*Exercise*: With the pictures left out, write every entry down exactly.

Natural language region descriptions
==================================================
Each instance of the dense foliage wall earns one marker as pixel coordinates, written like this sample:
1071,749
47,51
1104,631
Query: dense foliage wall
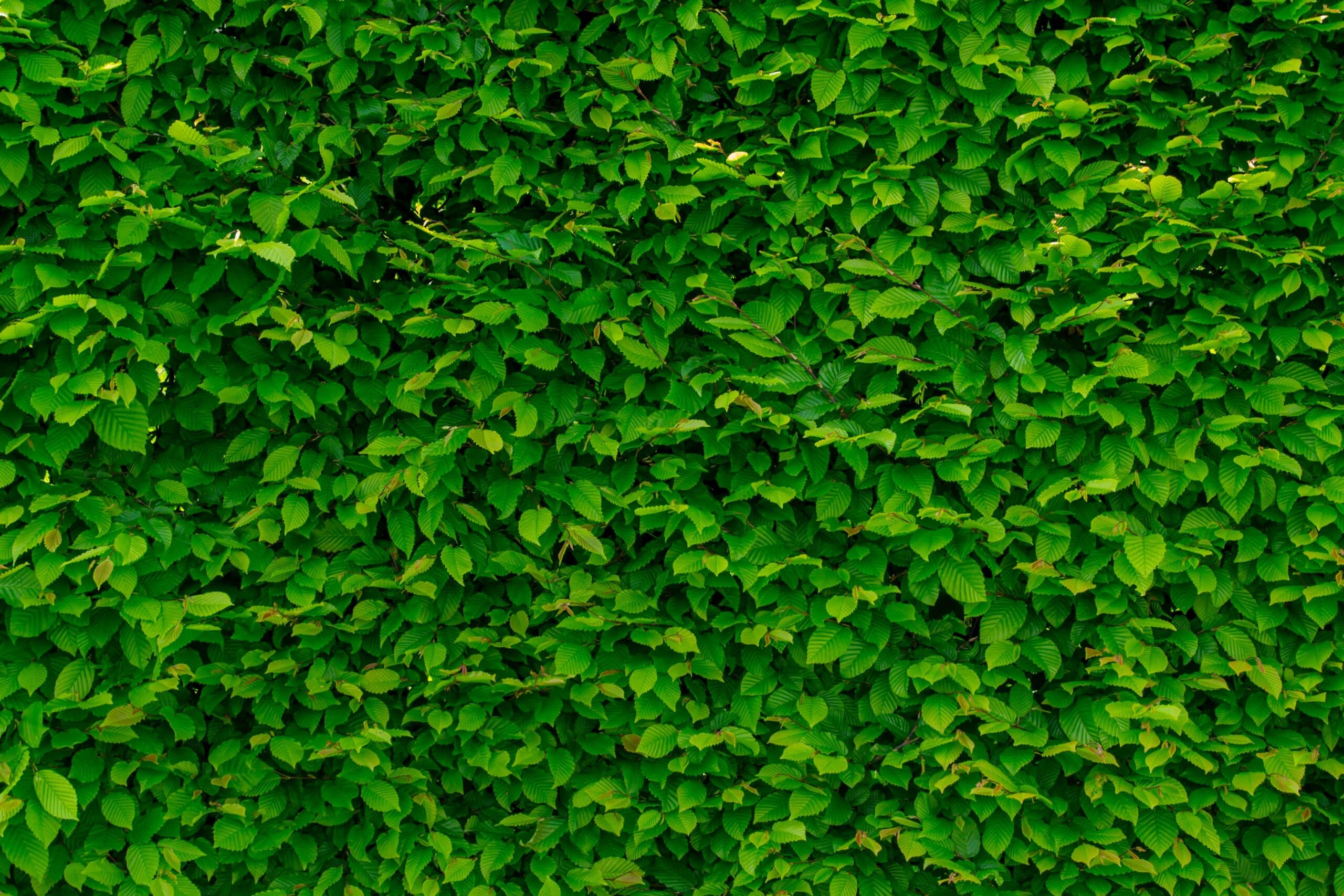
557,446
==================================================
*Result for this task*:
Each instance of the dense foliage wall earns one marker as pixel coordinates, written like this sample:
1071,749
47,51
1104,631
Query: dense foliage wall
557,446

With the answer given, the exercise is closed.